- **Requirement 1**:
Answer these from the NF45–NF90 figure legends:
(a) From which resource were the population missense variants taken?
(b) How many SAXS measurements were carried out in the dsRNA-length analysis?
(c) Which cross-links are left out of the display of quantitative cross-linking differences?
- **Requirement 2**: Continue the NF45–NF90 figure legends from where they stop.

- **Passage shown**:
Folded domains and functional sites are conserved and depleted of benign population variants. (A) Primary structures of NF110 and NF90. Folded domains are indicated by rectangles along a horizontal line representing the length of the protein from N to C terminus. Fractional values associated with domains are missense depletion per domain over depletion over the whole protein (V_d/V_p) ratios. Lollipops are phosphorylation sites, RGG sequences are marked with a vertical line. Three tracks show conservation (from ConSurf, using a gradient of 9 conservations scores, as indicated in the key); the positions of population missense variants extracted from gnomAD (vertical lines); and positions of secondary structure elements as observed in published structures. (B) Similar analysis with equivalent tracks for NF45, which has only one domain.

Figure 2.

NF45–NF90 complexes in solution show compaction of domains. (A) Overview of constructs used for structural analyses. (B) SEC–SAXS profiles of three constructs. (C) Scattering curves and Guinier analysis (inset) of samples from panel (B). (D) P(r) functions derived from panel (C). (E) Bead models for NF45–NF90 constructs with D_max and calculated MW values (from amino acid composition) or estimated MW from SAXS analysis.

Figure 3.

Solution analysis of NF45–NF90 binding to dsRNA of increasing lengths. Eight SAXS measurements were carried out with no dsRNA or with 25-, 36-, and 54-bp RNA at increasing molar ratios of protein:dsRNA. (A) Intensity profiles of samples as eluted from SEC. Sample identities for all graphs are given in the inset key. (B) Real space profiles of all SAXS samples with dotted lines showing calculated D_max on the curve. Associated bead models are shown with D_max values indicated under each model.

Figure 4.

NF45–NF90 complexes undergo conformational change on binding to dsRNA. CLMS on NF45–NF90 complexes in solution without dsRNA (A) and with dsRNA (B). Intramolecular cross-links within NF90 and NF45 (arcs) are distinguished from intermolecular cross-links (lines). Domain limits are shown as in Fig. 1. Quantitative differences in cross-linking comparing free NF45–NF90 (C) and dsRNA-bound NF45–NF90 (D). Cross-links with at least two-fold differences are shown while unquantified cross-links are not displayed. (E) Mapping of cross-links on to NF90_dsRBDs. The asymmetric unit of the crystal structure is shown along with the closest symmetry equivalent of the NF90–dsRNA complex. DsRBD domains are cyan and purple with symmetry mates in lighter colours. dsRNA is shown in grey and as sticks. Shortest possible cross-links are shown in dark blue and Cα–Cα distances <24 Å are annotated. (F) A rotated view of the same structure is shown. Cα–Cα distances >24 Å are annotated.

- **Entries supplied**:
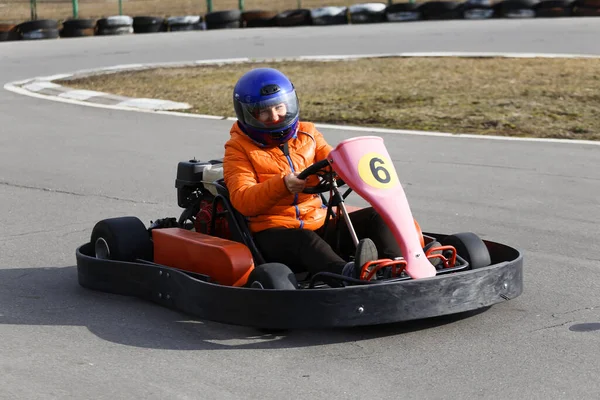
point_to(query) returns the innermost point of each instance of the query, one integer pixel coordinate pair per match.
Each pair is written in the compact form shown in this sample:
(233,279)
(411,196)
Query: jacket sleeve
(247,195)
(323,148)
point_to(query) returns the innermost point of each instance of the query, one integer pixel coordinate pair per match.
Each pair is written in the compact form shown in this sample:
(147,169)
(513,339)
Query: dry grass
(19,10)
(554,98)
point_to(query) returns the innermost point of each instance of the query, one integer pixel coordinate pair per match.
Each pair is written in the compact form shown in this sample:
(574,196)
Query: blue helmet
(266,106)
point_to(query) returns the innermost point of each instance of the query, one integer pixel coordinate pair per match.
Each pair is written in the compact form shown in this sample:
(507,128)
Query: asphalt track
(63,167)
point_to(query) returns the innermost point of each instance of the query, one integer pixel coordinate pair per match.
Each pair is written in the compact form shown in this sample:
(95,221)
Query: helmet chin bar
(344,211)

- **Written answer 1**:
(a) gnomAD
(b) Eight
(c) Unquantified cross-links

- **Written answer 2**:
Figure 5.

NF45–NF90_long complexes oligomerize on long stretches of dsRNA. (A) RNA-dependent cross-links between NF90_DZF and NF45_DZF displayed on a single heterodimer are longer than the distance constraint for EDC cross-linkers. (B) Surface of an NF45_DZF–NF90_DZF heterodimer showing a gradient of likelihood of RNA binding, based on pyRBDome analyses (none-to-high, value range is given below gradient bar). (C) Combination of two NF45_DZF–NF90_DZF heterodimers into a higher order oligomer model, showing a possible binding site for dsRNA. (D) Re-analysis of cross-links in panel (A) in the context of an open-ended oligomer model. (E) Negative stain electron micrograph of NF45–NF90_long protein alone; dsRNA with a maximum length of 410 bp; 10 mg/ml NF45–NF90_long mixed with dsRNA with a maximum length of 310 bp; and 10 mg/ml NF45–NF90_long mixed with dsRNA with a maximum length of 410 bp. (F) Zoomed-in image of box in panel (E). (G) Zoomed-in images of box indicated in panel (E). (H) Quantitation of interparticle, length, and width measurements from negative stain micrographs.